* _EXCERPT TO READ_:
◆ ◆ ◆ ◆
At the risk of causing the world's cycling community to split down the middle, here is my 'opinion'.

This includes: 

  • disc brake set-ups still have 500 - 800 gr weight disadvantage, depending on group set and frame. Yes, disc weights might be coming down slowly but are not yet compatible with rims at the present time.
  • The rim brake installation instructions listed the bike frame and brake manufacturers manuals constituted of two pages; i.e. not really required but mentioned it for comparison sake. The disc brake equivalent was more than 20 pages! This included installation and mounting, aligning, filling the oil, bleeding (with some sort of kit and all kinds of special tools required), maintenance and so on. Rim brakes can be installed, change cables, replace pads and adjust within five minutes per brake. I can only guess how long this would take with discs.
  • Various considerations to consider when changing a flat/ wheel in a hurry.  I saw the various acts of drama that a number of riders and their mechanics had to go through when replacing a wheel during the recent GT's and classics races. Its great when a spare bike is ready for you when racing but not for us normal riders who have to struggle next to the side of the road. Quick releases rule here.
  • This includes the risks of bending the rotor disc when struggling to get the wheel out and the closing of the calipers when a wheel is removed for travelling. 
  • The incessantly annoying squeal of the brakes when being applied.
◆ ◆ ◆ ◆
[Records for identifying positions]

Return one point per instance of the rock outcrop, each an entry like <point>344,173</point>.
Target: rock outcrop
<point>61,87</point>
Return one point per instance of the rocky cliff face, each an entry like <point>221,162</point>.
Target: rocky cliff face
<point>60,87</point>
◆ ◆ ◆ ◆
* _WRITTEN REQUEST_: Pick up the opinion piece on rim versus disc brakes where it stops, and continue it after its last point. The position identification records have nothing to do with this.

* _ANSWER TO THE EXERCISE_:
  • Lastly, the need to change ones existing wheels when changing to discs. I was not prepared to sell five sets to now buy new ones.

The main 'for' reason for discs is stated to be the improved braking performance. Various comparison tests by a number of publications and bicycle sites have been performed and most agree that there is a slight improvement for carbon wheels in the rain, not so much in the dry. But dare I say that for 99% of us this increased performance is not required, unless you go 2-3 times a year to Europe and race down the various mountain passes in the rain. Even so, the four major WT teams Ineos, Jumbo Visma, UAE and Sunweb are all still choosing to ride with rim brakes. The performance of the newer direct mounts is not that far of that of discs.

Currently the score for the last six Grand Tours is : Rims Brakes 6 - Disc Brakes 0 !

 

Yes, there is a certain visual  'cool' factor with disc brakes but is that enough to fall into the bike/ group set manufacturers marketing trap that something that has worked for decades is suddenly not good enough anymore?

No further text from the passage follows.